# Exercise details:
Count how many lines in the entries below contain the string "blue", treating upper and lower case as different. Reply with the number alone.

:: Input for this task ::

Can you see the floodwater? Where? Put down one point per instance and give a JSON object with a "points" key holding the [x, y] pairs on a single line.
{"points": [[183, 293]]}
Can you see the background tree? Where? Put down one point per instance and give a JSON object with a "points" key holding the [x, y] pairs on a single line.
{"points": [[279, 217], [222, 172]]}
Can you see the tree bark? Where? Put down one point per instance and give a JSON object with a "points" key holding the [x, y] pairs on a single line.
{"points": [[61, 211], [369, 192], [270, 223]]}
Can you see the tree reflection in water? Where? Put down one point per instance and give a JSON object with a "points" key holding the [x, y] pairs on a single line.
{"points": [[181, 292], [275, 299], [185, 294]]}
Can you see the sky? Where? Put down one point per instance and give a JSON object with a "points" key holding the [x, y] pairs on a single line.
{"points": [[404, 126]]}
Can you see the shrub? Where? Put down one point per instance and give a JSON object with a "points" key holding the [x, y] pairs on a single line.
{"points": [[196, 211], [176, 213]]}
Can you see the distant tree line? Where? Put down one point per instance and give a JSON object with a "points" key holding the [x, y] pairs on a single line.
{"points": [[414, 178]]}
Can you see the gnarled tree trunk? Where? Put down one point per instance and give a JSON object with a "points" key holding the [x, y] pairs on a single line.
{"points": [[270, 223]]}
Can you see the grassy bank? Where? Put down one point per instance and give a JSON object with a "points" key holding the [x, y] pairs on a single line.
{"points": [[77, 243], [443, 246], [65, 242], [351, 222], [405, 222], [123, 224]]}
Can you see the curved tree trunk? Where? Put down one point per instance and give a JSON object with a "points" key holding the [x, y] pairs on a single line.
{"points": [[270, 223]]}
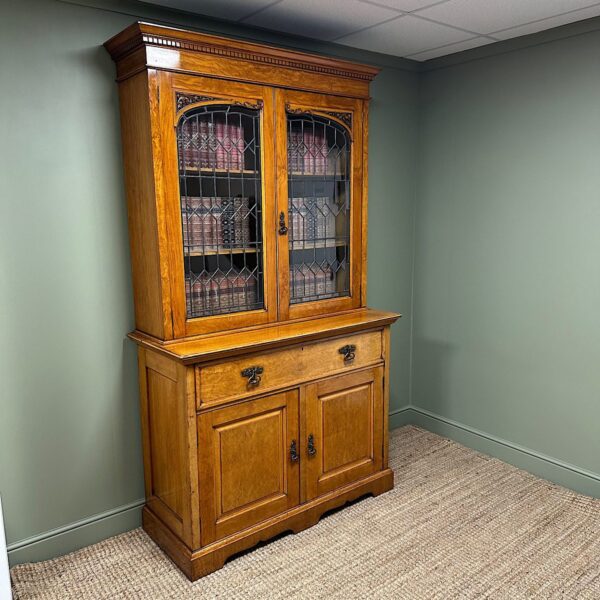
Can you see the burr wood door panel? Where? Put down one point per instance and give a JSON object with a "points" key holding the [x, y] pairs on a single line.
{"points": [[344, 430], [248, 463]]}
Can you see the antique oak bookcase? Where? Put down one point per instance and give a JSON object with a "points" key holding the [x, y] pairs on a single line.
{"points": [[263, 375]]}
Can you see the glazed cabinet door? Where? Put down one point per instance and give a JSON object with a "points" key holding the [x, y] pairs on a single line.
{"points": [[216, 144], [248, 463], [343, 433], [320, 189]]}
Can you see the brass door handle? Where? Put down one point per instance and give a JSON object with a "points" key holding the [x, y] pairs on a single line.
{"points": [[349, 352], [253, 374], [294, 452], [311, 445], [282, 225]]}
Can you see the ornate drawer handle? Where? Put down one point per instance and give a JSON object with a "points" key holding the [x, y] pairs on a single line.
{"points": [[311, 445], [349, 352], [282, 225], [253, 374], [294, 452]]}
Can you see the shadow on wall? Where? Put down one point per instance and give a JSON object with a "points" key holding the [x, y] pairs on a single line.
{"points": [[430, 382]]}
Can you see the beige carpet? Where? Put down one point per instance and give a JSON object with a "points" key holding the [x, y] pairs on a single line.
{"points": [[457, 525]]}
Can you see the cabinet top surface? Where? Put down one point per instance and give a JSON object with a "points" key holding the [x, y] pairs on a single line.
{"points": [[221, 345], [142, 34]]}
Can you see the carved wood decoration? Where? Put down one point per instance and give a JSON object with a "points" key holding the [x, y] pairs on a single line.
{"points": [[182, 100], [261, 409], [344, 117]]}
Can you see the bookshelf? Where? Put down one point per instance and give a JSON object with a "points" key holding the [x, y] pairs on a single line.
{"points": [[264, 376]]}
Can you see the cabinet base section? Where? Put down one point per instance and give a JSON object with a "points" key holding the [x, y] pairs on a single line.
{"points": [[196, 564]]}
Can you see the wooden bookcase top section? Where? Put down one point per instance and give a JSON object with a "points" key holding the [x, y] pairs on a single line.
{"points": [[223, 345], [148, 46]]}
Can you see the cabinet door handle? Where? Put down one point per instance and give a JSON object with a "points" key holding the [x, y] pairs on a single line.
{"points": [[282, 225], [349, 352], [294, 452], [311, 445], [253, 374]]}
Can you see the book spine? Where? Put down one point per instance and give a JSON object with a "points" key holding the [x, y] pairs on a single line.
{"points": [[309, 156], [203, 147], [220, 151]]}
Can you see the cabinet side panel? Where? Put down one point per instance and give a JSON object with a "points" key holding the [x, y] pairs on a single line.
{"points": [[141, 206], [164, 426]]}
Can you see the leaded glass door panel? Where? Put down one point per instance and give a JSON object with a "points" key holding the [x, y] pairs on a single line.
{"points": [[222, 157], [319, 204]]}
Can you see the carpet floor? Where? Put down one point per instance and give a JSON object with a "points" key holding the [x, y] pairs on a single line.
{"points": [[457, 525]]}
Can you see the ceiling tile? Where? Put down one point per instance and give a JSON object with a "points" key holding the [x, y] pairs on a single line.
{"points": [[321, 19], [406, 5], [487, 17], [230, 9], [403, 36], [451, 48], [576, 15]]}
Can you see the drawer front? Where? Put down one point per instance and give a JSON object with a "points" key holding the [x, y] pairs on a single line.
{"points": [[221, 382]]}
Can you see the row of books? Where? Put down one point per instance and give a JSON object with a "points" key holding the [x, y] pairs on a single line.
{"points": [[308, 281], [221, 293], [312, 222], [211, 145], [309, 153], [210, 223]]}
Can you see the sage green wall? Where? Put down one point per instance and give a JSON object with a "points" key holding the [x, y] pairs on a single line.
{"points": [[70, 459], [506, 338]]}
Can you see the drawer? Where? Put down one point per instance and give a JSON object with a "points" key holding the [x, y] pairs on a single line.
{"points": [[221, 382]]}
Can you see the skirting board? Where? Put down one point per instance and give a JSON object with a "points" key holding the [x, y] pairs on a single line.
{"points": [[79, 534], [543, 466], [99, 527]]}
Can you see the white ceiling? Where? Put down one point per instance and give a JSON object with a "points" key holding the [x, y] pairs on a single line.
{"points": [[417, 29]]}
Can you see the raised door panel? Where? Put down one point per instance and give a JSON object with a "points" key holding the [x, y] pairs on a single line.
{"points": [[216, 187], [343, 430], [320, 176], [246, 469]]}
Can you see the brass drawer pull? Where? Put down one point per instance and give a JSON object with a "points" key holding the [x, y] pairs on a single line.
{"points": [[349, 352], [253, 374], [311, 445], [294, 452]]}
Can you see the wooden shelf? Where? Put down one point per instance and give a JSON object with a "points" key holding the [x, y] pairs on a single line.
{"points": [[329, 176], [320, 245], [210, 171], [222, 252]]}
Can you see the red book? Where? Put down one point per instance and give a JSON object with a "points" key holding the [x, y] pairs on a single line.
{"points": [[309, 156], [220, 145], [203, 146]]}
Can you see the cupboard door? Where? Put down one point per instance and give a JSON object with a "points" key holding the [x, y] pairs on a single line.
{"points": [[248, 463], [217, 140], [343, 437], [320, 189]]}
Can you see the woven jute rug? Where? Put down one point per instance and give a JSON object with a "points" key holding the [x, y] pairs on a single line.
{"points": [[457, 525]]}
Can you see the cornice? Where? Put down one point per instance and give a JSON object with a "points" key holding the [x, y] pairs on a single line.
{"points": [[146, 34]]}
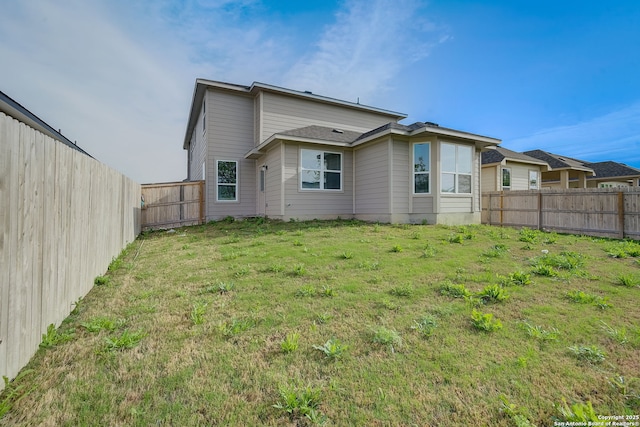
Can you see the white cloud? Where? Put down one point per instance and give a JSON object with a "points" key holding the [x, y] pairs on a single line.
{"points": [[613, 136], [359, 55]]}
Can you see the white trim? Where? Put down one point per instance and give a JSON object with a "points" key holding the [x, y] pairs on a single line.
{"points": [[321, 170]]}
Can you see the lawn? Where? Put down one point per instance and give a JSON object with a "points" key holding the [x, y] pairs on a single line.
{"points": [[344, 323]]}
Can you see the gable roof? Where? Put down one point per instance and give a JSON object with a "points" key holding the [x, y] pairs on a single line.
{"points": [[611, 169], [559, 162], [12, 108], [256, 87], [501, 154], [332, 136]]}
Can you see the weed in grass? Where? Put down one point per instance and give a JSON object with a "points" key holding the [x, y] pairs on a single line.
{"points": [[401, 291], [301, 404], [618, 335], [198, 311], [346, 255], [14, 391], [516, 414], [290, 342], [98, 324], [53, 337], [578, 412], [451, 289], [101, 280], [235, 326], [590, 354], [425, 325], [485, 322], [306, 291], [492, 294], [627, 280], [299, 270], [327, 291], [386, 337], [125, 340], [332, 349], [541, 334]]}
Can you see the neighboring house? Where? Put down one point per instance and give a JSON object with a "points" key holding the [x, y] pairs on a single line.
{"points": [[611, 174], [264, 150], [564, 172], [503, 169]]}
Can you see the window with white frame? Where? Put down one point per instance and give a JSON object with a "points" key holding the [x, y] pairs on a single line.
{"points": [[421, 168], [534, 180], [457, 164], [320, 170], [506, 179], [227, 182]]}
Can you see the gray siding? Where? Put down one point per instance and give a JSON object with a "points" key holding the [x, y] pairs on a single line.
{"points": [[402, 187], [372, 179], [229, 137], [280, 113], [309, 204]]}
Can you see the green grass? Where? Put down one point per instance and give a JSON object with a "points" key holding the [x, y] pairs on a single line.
{"points": [[229, 323]]}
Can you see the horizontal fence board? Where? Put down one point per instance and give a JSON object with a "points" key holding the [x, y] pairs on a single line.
{"points": [[610, 212], [174, 204], [64, 217]]}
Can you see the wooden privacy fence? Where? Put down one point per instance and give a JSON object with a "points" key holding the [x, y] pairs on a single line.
{"points": [[604, 212], [63, 217], [172, 204]]}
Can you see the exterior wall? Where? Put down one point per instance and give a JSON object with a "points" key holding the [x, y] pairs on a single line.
{"points": [[310, 204], [281, 113], [229, 136], [372, 180]]}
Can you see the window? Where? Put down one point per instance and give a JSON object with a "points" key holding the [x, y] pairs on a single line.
{"points": [[456, 162], [421, 167], [227, 185], [320, 170], [506, 179], [533, 180]]}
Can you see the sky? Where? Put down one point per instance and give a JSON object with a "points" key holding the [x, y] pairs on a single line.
{"points": [[117, 76]]}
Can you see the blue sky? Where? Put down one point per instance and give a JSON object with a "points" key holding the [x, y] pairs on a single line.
{"points": [[118, 76]]}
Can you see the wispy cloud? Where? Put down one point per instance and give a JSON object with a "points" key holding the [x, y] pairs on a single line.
{"points": [[364, 49], [613, 136]]}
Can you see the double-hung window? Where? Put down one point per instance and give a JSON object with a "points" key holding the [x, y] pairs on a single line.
{"points": [[506, 179], [320, 170], [457, 164], [227, 182], [421, 168]]}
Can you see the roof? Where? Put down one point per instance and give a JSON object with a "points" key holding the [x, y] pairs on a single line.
{"points": [[611, 169], [559, 162], [12, 108], [332, 136], [501, 154], [257, 87]]}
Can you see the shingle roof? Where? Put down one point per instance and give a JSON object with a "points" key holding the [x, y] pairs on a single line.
{"points": [[612, 169], [500, 153]]}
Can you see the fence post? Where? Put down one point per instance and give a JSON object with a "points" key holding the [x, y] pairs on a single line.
{"points": [[621, 213]]}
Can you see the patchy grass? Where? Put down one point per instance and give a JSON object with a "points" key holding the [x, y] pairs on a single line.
{"points": [[247, 322]]}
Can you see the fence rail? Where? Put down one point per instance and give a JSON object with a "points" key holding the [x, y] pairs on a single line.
{"points": [[172, 204], [603, 212], [63, 217]]}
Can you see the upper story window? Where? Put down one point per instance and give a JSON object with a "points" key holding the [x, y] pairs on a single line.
{"points": [[421, 168], [227, 182], [320, 170], [506, 179], [457, 165]]}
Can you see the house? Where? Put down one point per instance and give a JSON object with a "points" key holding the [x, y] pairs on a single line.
{"points": [[503, 169], [612, 174], [269, 151], [564, 172]]}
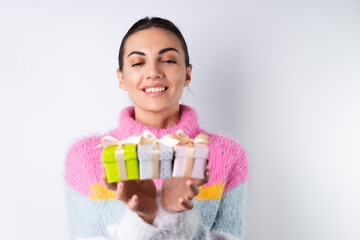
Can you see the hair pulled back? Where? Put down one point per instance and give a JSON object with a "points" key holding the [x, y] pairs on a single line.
{"points": [[146, 23]]}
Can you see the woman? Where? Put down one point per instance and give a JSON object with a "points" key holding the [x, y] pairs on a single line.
{"points": [[154, 68]]}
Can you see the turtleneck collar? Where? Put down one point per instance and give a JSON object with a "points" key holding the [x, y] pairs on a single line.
{"points": [[128, 126]]}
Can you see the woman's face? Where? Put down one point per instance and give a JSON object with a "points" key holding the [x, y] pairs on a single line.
{"points": [[154, 71]]}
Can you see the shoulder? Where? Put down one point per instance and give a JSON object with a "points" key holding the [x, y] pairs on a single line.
{"points": [[83, 164]]}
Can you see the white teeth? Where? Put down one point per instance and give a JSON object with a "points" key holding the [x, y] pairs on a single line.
{"points": [[155, 89]]}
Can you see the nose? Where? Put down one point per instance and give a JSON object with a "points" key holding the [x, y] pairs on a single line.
{"points": [[153, 71]]}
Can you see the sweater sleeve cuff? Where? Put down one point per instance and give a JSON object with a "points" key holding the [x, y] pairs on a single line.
{"points": [[132, 226], [166, 225], [181, 225]]}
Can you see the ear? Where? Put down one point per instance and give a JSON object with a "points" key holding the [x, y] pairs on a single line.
{"points": [[188, 75], [122, 84]]}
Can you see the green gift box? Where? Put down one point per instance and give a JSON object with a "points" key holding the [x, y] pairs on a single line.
{"points": [[121, 162]]}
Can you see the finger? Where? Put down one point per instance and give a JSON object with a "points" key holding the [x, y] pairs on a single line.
{"points": [[193, 189], [207, 176], [110, 186], [188, 204], [133, 203], [120, 193]]}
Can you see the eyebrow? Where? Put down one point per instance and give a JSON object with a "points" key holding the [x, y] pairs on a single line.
{"points": [[167, 49], [160, 52]]}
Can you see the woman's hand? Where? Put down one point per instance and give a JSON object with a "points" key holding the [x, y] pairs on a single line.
{"points": [[178, 193], [138, 195]]}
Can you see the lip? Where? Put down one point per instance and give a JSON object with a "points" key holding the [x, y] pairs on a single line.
{"points": [[155, 85]]}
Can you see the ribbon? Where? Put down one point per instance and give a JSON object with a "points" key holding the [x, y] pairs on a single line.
{"points": [[109, 141], [148, 137], [184, 139]]}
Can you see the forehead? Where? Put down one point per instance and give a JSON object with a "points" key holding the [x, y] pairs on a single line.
{"points": [[152, 39]]}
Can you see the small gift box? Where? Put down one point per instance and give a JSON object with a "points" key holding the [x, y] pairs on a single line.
{"points": [[155, 156], [120, 158], [191, 156]]}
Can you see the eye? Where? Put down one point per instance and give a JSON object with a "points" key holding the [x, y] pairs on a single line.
{"points": [[168, 61], [137, 64]]}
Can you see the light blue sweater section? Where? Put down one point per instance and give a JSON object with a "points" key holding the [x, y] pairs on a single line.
{"points": [[217, 219]]}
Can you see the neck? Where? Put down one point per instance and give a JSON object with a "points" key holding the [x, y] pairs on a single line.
{"points": [[161, 119]]}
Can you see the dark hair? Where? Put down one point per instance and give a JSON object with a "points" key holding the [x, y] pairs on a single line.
{"points": [[146, 23]]}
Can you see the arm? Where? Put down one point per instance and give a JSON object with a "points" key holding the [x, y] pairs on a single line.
{"points": [[230, 216]]}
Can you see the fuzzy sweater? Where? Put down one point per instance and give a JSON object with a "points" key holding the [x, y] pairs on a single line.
{"points": [[219, 208]]}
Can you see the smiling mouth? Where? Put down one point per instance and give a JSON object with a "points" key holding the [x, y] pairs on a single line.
{"points": [[155, 89]]}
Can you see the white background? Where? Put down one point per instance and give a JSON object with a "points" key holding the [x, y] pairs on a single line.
{"points": [[282, 77]]}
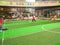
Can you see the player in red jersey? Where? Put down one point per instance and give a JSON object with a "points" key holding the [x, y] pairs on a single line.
{"points": [[1, 21]]}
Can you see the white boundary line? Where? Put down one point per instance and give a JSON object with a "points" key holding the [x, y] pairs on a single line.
{"points": [[28, 33], [49, 30]]}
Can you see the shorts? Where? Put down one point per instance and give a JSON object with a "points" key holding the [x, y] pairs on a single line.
{"points": [[0, 27]]}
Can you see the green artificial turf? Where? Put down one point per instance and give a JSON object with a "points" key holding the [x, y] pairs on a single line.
{"points": [[23, 34], [16, 30]]}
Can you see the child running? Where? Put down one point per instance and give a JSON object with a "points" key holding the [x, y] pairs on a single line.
{"points": [[33, 18]]}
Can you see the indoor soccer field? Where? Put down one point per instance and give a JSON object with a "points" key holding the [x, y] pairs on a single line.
{"points": [[26, 32]]}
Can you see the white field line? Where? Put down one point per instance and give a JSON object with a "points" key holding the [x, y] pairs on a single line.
{"points": [[2, 38], [49, 30]]}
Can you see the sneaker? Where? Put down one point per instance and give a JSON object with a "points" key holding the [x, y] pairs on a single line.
{"points": [[0, 30]]}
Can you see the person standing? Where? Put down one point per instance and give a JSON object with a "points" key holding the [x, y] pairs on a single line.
{"points": [[1, 21]]}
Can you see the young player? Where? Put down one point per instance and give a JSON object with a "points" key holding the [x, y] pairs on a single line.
{"points": [[33, 18], [55, 17], [1, 21]]}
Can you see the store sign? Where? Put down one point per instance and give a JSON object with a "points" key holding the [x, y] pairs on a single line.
{"points": [[11, 3]]}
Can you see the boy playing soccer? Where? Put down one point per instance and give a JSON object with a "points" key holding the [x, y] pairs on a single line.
{"points": [[33, 18]]}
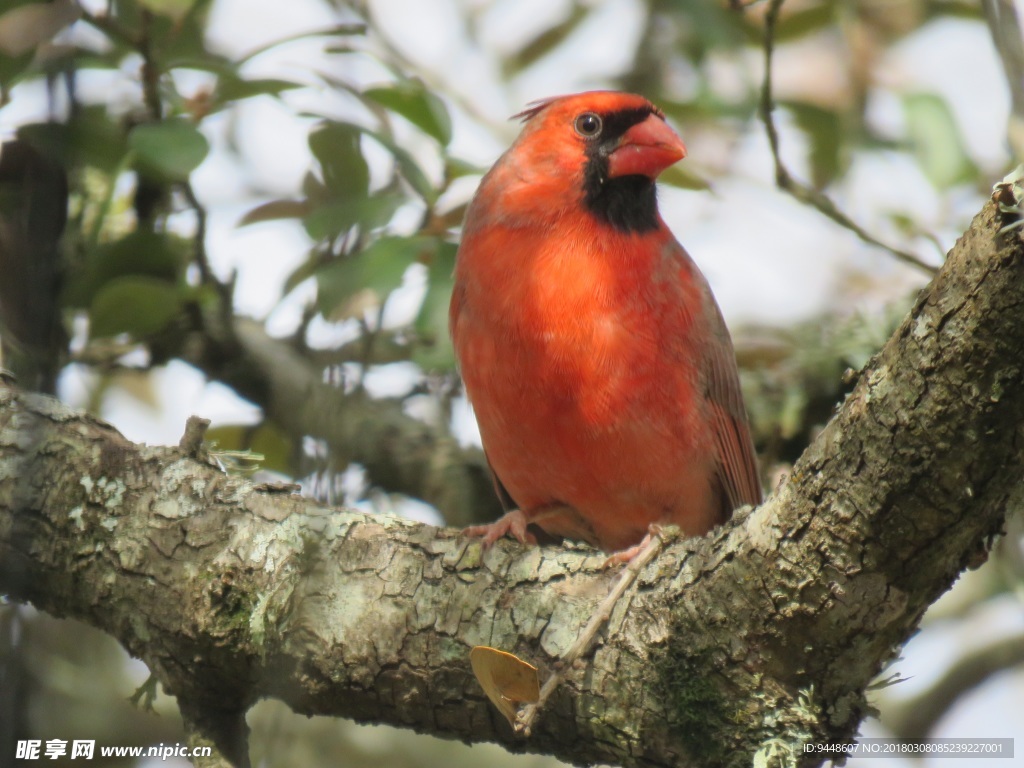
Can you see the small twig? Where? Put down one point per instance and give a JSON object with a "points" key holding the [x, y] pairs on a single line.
{"points": [[648, 550], [192, 441], [807, 195], [915, 719]]}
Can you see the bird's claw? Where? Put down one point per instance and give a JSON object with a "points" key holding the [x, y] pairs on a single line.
{"points": [[513, 522]]}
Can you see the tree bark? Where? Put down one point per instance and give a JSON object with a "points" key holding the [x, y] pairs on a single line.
{"points": [[760, 637]]}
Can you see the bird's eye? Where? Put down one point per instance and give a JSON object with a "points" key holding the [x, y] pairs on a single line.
{"points": [[588, 125]]}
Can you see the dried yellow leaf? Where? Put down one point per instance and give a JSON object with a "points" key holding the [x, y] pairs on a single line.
{"points": [[506, 679]]}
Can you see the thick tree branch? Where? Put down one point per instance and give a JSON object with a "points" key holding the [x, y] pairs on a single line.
{"points": [[766, 632]]}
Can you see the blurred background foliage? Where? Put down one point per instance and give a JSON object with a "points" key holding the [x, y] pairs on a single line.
{"points": [[148, 156]]}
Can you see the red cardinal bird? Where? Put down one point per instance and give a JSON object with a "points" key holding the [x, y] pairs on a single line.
{"points": [[598, 364]]}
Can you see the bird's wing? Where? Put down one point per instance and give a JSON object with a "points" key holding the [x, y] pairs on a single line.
{"points": [[508, 503], [737, 465]]}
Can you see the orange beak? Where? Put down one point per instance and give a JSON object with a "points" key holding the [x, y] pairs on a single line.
{"points": [[646, 150]]}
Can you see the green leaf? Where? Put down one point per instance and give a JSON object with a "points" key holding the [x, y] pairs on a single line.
{"points": [[136, 305], [420, 107], [90, 137], [174, 9], [338, 216], [433, 346], [265, 439], [379, 268], [170, 150], [823, 129], [936, 140], [408, 167], [141, 253], [336, 146]]}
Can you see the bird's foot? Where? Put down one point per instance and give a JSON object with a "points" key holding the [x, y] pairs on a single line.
{"points": [[513, 522], [628, 555]]}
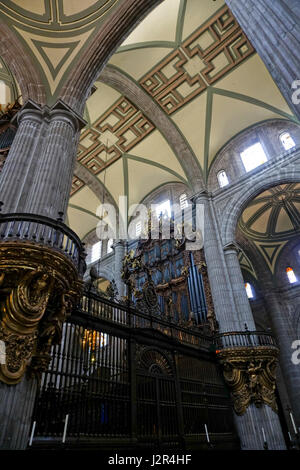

:::

# Result of this task:
2